- What the task requires: Would you find each line in the entries below with the string "pairs" and copy it?
Content starts
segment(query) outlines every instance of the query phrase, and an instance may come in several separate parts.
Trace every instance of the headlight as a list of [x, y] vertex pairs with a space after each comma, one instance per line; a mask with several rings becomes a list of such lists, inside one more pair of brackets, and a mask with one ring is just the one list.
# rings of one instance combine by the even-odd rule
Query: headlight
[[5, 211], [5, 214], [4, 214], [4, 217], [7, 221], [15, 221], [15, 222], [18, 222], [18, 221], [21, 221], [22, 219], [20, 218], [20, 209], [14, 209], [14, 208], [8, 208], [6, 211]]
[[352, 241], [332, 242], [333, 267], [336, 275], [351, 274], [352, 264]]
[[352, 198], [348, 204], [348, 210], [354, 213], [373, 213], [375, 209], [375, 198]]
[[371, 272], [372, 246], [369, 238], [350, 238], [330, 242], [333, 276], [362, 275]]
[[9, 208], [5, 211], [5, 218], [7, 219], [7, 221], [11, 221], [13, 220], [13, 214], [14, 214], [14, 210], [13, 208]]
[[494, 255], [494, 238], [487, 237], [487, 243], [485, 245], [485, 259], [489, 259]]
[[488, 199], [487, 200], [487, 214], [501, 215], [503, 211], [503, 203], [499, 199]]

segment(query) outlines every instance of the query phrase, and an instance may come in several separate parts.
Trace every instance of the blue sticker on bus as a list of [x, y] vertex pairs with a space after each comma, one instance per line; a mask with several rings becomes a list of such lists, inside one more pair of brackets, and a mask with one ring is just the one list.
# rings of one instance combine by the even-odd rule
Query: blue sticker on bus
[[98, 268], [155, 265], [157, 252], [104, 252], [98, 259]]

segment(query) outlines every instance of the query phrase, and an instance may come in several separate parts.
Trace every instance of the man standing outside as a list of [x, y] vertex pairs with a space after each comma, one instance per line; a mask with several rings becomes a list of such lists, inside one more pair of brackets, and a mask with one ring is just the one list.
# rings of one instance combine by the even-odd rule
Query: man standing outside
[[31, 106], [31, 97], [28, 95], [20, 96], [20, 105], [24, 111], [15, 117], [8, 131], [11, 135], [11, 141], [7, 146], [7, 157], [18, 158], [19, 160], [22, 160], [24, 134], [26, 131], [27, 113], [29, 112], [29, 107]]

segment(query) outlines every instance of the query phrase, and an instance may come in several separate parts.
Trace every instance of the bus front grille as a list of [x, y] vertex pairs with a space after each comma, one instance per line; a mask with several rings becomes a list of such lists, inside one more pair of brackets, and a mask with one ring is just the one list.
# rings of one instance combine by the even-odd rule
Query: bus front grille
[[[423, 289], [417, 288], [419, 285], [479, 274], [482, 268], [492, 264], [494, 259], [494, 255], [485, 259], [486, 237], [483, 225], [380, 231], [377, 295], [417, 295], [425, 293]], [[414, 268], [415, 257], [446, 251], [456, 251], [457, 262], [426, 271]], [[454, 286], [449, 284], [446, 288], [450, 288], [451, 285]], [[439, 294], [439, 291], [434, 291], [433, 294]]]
Content ends
- Exercise response:
Trace every instance of the headlight as a list of [x, y] vertex pairs with a space after each comma, one instance per line; a mask with several rings becomes a list of such lists, inside one more pair of brackets, and a mask with one ring is just the one list.
Trace every instance of the blue sticker on bus as a list of [x, y] vertex pairs with a space after each comma, one instance per line; a mask with several rings becomes a list of such lists, inside one more pair of brackets, and a mask with one ring is just the one list.
Trace every instance of the man standing outside as a list of [x, y] vertex pairs with a space after each comma, one instance per line; a mask with several rings becomes a list of such lists, inside one more pair of brackets, and a mask with one ring is just the one list.
Trace every instance of the bus front grille as a list of [x, y] vertex pairs with a space after each comma, one instance per line; a mask with several rings becomes a list of such lists, inside one more pair of brackets, and a mask with one ring is just the one list.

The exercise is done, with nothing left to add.